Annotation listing

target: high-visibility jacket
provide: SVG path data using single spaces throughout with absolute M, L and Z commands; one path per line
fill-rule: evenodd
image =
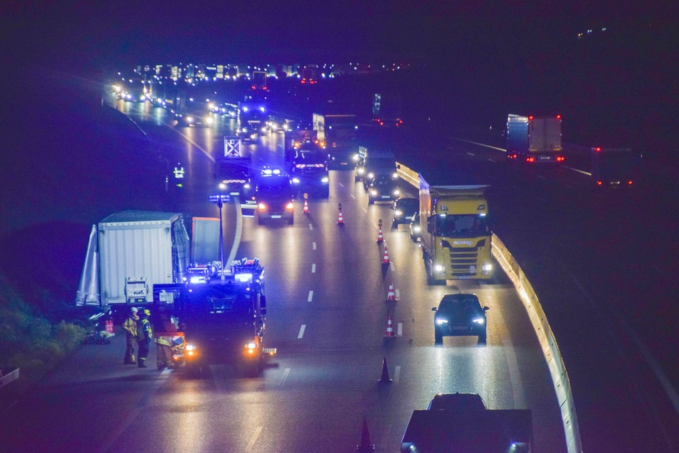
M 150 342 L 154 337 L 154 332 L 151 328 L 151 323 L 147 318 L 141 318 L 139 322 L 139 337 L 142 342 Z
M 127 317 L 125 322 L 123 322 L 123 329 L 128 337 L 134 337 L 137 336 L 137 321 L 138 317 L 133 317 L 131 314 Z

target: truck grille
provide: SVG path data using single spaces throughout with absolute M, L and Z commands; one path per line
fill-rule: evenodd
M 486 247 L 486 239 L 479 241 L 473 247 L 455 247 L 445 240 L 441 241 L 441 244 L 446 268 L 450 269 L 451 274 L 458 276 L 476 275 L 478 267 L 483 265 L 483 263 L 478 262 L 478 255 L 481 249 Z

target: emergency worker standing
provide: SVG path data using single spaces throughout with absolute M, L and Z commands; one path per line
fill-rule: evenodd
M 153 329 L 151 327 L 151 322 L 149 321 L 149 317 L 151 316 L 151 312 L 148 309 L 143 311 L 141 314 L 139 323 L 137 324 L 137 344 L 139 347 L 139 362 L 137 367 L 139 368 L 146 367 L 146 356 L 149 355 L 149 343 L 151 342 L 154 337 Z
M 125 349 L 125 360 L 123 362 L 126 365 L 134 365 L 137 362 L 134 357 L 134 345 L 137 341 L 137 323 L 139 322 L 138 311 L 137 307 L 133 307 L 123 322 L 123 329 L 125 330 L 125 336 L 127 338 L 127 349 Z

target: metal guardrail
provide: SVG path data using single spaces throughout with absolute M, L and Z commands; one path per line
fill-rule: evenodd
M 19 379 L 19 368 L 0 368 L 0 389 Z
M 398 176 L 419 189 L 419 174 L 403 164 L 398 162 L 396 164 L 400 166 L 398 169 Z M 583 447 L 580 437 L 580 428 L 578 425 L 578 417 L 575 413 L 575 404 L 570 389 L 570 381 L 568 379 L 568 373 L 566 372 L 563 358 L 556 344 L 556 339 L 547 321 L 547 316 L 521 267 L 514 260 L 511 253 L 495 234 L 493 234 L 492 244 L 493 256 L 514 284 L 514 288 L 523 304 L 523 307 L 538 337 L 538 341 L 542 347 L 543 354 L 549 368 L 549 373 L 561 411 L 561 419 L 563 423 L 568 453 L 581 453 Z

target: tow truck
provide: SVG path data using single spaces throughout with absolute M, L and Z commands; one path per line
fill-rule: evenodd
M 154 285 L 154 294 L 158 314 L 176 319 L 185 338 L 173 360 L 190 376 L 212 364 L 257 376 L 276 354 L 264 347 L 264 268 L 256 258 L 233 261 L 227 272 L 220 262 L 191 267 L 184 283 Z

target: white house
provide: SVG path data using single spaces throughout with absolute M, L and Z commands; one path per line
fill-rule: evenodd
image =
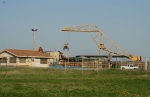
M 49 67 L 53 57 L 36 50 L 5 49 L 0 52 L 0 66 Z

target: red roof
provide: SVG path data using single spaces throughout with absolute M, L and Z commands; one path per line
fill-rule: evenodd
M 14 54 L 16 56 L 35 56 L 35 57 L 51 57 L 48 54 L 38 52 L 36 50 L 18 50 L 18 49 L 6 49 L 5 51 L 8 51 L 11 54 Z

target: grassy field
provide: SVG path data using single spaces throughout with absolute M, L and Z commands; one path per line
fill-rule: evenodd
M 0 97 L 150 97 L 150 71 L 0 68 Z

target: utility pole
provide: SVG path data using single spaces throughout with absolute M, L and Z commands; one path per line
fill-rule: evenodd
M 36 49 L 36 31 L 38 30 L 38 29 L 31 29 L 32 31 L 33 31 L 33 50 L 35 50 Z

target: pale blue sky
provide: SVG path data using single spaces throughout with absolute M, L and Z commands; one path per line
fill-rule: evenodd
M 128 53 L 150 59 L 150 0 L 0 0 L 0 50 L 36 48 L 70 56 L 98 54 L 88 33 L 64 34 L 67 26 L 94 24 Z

--

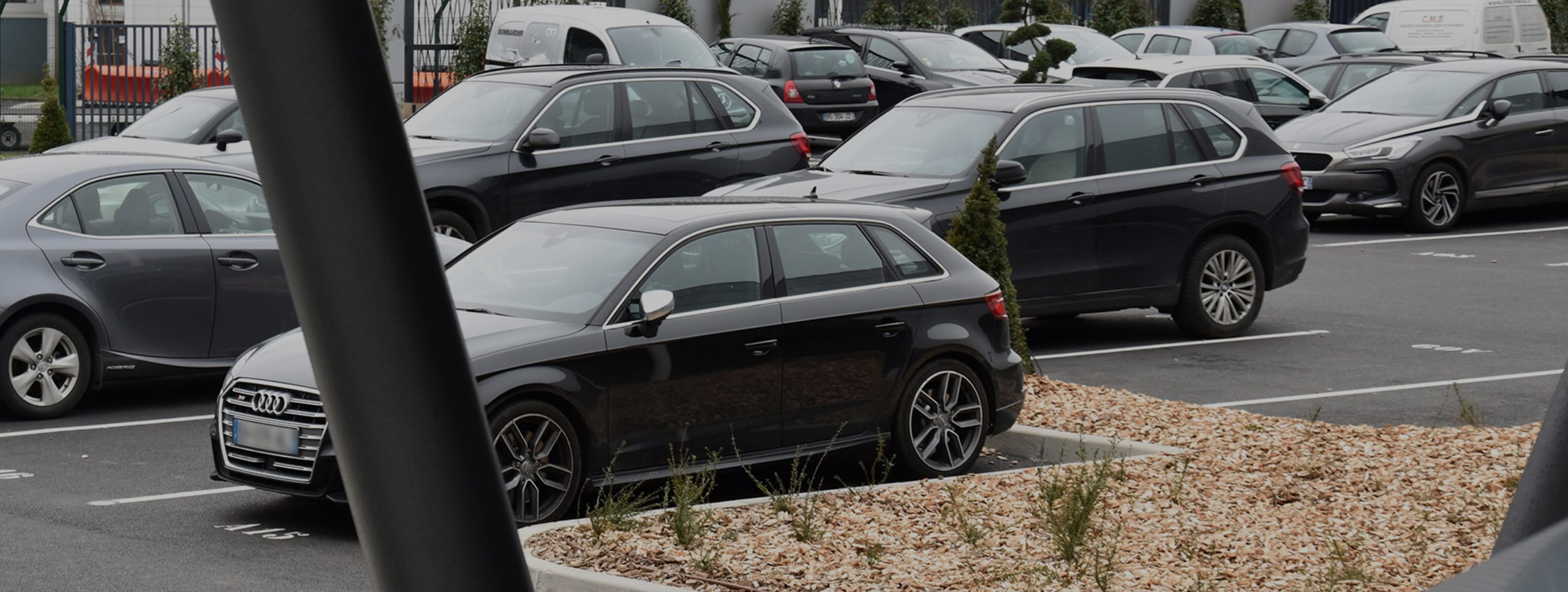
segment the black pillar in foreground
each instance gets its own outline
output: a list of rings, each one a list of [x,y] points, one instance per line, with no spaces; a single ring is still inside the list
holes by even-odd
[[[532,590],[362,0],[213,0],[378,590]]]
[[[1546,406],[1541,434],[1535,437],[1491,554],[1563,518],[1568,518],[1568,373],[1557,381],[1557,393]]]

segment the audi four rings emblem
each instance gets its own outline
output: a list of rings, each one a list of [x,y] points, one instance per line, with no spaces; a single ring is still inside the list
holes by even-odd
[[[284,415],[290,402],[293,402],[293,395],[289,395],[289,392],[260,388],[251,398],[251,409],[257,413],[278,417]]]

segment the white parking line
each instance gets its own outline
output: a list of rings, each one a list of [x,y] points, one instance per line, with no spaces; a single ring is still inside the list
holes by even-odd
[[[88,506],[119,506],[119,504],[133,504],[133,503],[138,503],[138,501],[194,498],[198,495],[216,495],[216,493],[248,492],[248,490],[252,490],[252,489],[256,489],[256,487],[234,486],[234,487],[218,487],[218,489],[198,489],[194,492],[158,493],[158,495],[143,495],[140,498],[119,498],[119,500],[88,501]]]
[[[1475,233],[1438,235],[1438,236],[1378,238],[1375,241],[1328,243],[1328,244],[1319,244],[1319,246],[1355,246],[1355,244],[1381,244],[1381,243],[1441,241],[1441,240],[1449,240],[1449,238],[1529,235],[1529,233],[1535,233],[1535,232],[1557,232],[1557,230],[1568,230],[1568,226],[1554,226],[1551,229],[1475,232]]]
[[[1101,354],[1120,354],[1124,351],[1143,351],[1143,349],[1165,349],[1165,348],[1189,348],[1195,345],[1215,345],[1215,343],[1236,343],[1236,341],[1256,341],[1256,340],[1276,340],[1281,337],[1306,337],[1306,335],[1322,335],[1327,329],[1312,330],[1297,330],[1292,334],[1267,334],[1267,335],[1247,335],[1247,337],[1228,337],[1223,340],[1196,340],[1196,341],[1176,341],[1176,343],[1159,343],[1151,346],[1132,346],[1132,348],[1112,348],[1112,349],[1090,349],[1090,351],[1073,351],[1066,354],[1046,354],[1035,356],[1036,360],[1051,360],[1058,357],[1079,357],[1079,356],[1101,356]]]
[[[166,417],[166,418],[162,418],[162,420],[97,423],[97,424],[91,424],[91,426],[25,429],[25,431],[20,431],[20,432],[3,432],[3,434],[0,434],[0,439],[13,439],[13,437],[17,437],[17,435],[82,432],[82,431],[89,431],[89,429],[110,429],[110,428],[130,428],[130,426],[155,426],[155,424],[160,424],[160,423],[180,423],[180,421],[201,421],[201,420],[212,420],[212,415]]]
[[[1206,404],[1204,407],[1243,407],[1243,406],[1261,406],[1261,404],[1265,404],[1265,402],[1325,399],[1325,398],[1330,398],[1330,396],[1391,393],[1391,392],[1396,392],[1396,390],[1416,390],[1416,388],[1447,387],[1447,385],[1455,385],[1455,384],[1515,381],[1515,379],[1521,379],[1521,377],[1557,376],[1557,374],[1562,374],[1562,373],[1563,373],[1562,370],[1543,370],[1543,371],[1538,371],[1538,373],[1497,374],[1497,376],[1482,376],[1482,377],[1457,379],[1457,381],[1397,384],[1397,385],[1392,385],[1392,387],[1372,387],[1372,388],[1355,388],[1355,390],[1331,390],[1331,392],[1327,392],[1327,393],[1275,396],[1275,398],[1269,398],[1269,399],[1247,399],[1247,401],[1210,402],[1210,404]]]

WORK REQUIRED: Copy the listing above verbatim, from the line containing "target: grassy field" through the line containing "M 36 49 L 36", including both of those lines.

ANSWER TO THE PROBLEM:
target: grassy field
provide: SVG path data using single spaces throughout with absolute M, L and Z commands; one path per line
fill-rule: evenodd
M 0 97 L 150 97 L 150 71 L 0 68 Z

target: utility pole
provide: SVG path data using single spaces throughout with absolute M, L and Z commands; one path per line
fill-rule: evenodd
M 36 49 L 36 31 L 38 30 L 38 29 L 31 29 L 32 31 L 33 31 L 33 50 L 35 50 Z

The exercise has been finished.